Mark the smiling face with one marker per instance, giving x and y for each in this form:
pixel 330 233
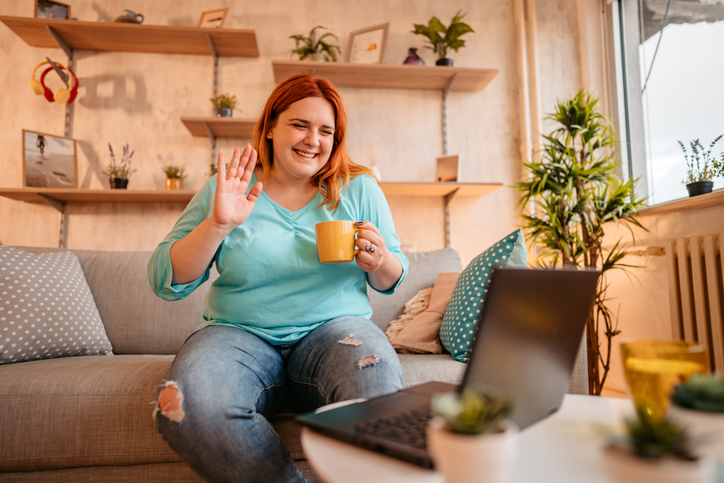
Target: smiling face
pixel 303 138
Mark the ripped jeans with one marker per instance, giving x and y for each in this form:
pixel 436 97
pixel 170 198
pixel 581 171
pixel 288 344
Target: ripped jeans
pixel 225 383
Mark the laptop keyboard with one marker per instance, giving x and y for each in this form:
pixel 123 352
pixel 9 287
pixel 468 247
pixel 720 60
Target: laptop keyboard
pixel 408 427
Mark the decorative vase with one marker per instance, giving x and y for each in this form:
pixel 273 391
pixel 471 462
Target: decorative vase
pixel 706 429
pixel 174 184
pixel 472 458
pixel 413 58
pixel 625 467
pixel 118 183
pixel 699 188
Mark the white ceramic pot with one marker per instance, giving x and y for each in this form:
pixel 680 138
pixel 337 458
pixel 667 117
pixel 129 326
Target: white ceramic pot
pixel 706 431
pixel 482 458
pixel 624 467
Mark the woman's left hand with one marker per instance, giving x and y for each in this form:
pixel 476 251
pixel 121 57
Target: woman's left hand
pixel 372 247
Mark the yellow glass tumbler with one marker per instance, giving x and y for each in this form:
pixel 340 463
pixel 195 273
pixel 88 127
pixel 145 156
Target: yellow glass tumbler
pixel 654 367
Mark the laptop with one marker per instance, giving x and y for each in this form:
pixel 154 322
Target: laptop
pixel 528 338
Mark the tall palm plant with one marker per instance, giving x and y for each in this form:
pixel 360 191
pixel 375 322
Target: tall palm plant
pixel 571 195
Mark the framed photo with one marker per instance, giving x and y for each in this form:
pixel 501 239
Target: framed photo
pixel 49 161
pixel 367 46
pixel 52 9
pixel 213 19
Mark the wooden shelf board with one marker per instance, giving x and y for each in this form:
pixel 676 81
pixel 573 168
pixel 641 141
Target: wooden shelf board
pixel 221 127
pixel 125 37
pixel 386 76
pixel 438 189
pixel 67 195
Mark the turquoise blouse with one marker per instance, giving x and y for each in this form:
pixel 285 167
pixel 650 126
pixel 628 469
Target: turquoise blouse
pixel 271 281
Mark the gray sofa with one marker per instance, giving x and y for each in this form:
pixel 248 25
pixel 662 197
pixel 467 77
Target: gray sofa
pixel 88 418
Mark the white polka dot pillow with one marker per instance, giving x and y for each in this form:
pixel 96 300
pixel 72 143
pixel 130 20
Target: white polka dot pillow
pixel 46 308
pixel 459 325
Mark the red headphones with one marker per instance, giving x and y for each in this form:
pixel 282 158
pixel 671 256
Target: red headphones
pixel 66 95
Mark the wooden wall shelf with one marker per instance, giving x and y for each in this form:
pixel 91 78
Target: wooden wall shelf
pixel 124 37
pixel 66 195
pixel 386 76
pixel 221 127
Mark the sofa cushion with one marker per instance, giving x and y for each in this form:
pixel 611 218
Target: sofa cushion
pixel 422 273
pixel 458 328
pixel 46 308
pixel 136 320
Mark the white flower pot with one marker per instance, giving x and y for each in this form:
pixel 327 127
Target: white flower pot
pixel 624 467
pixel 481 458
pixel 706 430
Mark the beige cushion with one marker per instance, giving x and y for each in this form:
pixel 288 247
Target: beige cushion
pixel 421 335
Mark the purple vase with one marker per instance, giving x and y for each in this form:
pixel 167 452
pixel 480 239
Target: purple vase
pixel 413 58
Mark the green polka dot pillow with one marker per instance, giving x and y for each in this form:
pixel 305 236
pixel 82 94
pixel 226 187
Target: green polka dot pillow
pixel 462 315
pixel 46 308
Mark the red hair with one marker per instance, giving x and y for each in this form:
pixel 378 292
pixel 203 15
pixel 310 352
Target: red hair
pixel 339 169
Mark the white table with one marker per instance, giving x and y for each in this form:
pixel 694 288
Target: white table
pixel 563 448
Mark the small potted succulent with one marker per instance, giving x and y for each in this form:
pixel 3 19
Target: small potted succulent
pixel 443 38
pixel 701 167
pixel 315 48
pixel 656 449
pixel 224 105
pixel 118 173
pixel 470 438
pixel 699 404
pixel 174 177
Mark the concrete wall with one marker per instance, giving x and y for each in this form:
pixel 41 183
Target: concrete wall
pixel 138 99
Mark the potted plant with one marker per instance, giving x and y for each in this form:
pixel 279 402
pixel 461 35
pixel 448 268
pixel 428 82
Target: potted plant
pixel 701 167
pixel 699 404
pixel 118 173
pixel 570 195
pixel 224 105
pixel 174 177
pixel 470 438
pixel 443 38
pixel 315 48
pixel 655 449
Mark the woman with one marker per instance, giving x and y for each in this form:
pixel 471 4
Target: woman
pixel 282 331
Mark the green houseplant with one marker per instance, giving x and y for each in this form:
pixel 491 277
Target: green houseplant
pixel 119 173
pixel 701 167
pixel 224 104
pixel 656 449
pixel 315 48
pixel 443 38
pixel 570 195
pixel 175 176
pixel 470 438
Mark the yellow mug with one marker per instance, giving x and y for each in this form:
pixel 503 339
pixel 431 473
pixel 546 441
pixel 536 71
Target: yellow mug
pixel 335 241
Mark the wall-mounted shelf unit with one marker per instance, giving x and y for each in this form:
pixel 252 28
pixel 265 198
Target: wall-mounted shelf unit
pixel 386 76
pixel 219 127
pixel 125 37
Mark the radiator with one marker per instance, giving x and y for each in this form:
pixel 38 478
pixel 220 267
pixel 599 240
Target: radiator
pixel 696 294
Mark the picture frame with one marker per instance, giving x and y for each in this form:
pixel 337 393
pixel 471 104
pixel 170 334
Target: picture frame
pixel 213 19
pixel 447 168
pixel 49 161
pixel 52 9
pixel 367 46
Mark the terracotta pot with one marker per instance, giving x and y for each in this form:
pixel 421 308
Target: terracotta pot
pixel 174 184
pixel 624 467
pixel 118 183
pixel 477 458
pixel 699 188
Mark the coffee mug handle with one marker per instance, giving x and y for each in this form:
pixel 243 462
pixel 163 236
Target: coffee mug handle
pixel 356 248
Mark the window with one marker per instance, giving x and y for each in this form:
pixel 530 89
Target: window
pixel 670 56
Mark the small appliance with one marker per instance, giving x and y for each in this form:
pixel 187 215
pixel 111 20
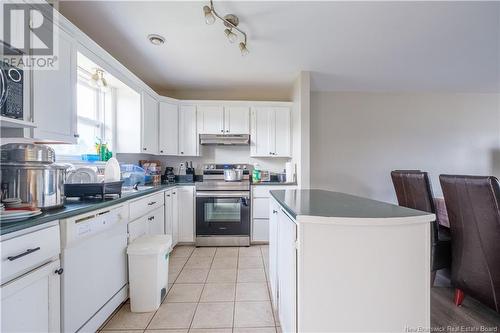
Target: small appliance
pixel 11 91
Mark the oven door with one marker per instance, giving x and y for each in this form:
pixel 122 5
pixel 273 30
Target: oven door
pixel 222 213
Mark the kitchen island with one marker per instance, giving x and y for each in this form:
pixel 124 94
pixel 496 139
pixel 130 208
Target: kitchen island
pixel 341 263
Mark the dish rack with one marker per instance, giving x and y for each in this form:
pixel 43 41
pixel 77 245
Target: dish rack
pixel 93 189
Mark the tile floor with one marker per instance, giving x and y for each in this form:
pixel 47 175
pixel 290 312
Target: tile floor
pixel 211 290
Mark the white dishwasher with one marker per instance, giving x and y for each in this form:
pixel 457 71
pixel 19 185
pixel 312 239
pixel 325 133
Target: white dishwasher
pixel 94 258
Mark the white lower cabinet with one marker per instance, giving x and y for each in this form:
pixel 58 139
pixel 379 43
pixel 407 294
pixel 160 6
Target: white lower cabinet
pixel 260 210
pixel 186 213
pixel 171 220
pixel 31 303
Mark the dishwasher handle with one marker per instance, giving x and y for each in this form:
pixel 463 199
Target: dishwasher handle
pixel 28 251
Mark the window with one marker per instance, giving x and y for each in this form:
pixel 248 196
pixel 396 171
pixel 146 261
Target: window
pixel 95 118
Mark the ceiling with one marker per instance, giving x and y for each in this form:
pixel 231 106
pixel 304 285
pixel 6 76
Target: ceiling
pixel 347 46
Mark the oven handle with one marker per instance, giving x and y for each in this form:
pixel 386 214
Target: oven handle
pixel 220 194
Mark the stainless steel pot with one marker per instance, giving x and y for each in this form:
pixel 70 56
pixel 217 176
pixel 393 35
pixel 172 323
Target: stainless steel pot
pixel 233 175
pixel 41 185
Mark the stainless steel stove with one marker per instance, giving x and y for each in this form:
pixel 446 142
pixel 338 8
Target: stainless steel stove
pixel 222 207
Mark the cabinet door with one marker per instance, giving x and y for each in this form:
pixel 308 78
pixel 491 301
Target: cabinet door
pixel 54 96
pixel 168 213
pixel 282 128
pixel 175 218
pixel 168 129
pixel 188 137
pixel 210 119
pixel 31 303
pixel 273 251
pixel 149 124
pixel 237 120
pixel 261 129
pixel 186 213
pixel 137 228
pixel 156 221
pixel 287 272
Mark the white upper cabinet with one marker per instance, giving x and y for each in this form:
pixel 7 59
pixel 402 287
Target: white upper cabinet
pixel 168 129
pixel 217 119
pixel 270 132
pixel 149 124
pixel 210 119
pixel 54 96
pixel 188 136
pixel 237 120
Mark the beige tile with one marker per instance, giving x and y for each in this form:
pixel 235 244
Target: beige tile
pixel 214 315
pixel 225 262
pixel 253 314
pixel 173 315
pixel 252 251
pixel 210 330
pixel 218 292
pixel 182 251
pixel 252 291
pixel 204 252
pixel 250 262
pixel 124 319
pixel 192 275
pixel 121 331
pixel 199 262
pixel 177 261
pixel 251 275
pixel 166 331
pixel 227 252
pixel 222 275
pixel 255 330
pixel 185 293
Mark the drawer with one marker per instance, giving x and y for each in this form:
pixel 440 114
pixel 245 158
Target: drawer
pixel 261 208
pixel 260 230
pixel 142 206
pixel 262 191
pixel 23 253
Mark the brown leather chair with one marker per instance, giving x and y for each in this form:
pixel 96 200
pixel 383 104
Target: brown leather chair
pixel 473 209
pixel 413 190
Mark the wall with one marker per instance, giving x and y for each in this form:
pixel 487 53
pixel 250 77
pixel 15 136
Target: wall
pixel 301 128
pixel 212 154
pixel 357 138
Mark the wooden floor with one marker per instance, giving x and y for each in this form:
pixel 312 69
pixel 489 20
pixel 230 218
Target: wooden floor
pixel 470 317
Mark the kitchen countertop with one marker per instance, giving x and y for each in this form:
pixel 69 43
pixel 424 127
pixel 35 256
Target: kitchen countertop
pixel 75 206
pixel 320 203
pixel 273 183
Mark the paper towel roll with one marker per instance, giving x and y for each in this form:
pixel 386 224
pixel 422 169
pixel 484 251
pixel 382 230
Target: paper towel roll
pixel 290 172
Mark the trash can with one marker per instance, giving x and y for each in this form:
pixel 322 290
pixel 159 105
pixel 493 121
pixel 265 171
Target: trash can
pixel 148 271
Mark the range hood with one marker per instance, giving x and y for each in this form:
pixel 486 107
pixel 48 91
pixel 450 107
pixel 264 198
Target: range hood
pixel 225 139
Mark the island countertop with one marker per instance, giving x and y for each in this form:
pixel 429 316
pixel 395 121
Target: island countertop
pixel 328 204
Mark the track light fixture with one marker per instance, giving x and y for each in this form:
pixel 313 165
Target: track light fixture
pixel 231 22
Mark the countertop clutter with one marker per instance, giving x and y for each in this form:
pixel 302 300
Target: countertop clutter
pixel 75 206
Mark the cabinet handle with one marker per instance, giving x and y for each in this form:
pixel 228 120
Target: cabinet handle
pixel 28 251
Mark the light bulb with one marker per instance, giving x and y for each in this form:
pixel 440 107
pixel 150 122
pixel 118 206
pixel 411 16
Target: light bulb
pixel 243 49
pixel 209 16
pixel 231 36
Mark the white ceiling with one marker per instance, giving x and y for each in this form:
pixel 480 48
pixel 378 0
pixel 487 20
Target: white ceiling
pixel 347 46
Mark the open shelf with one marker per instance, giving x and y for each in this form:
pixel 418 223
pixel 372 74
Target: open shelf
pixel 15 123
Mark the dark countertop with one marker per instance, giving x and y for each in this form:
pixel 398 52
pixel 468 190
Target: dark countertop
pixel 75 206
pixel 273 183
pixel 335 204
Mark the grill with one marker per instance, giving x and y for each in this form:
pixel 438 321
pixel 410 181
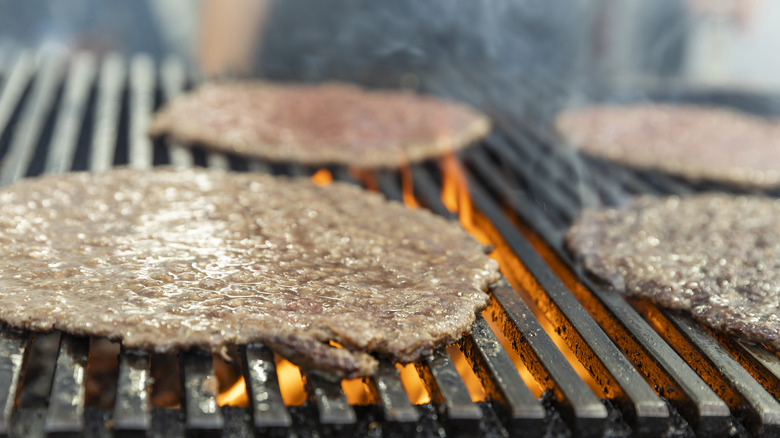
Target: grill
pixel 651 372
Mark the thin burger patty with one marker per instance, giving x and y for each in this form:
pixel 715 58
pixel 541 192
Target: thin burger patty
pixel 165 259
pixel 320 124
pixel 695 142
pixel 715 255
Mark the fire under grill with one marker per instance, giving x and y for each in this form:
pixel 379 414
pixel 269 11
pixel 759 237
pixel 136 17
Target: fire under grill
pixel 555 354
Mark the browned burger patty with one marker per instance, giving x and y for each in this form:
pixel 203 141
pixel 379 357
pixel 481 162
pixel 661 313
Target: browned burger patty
* * * *
**WHAT THE TASK ASKS**
The required output is the stretch of entries above from the line containing "Target: white polka dot pillow" through the line containing "pixel 327 127", reproduced exactly.

**ANSWER SPACE**
Target: white polka dot pillow
pixel 46 308
pixel 459 325
Mark the red headphones with one marker per instance, giving x and y for each in this form:
pixel 282 158
pixel 671 256
Target: red headphones
pixel 66 95
Mark the wooden wall shelf with one marker per instance, giving x and y for each in this form:
pixel 91 78
Target: wooden wall shelf
pixel 124 37
pixel 66 195
pixel 386 76
pixel 221 127
Mark the sofa cushion with one marker per instance, giving x and y for each in this form:
pixel 611 218
Target: sofa cushion
pixel 422 273
pixel 458 328
pixel 46 308
pixel 136 320
Mark the white flower pot with one marker per instance, giving x and y for each in this form:
pixel 327 127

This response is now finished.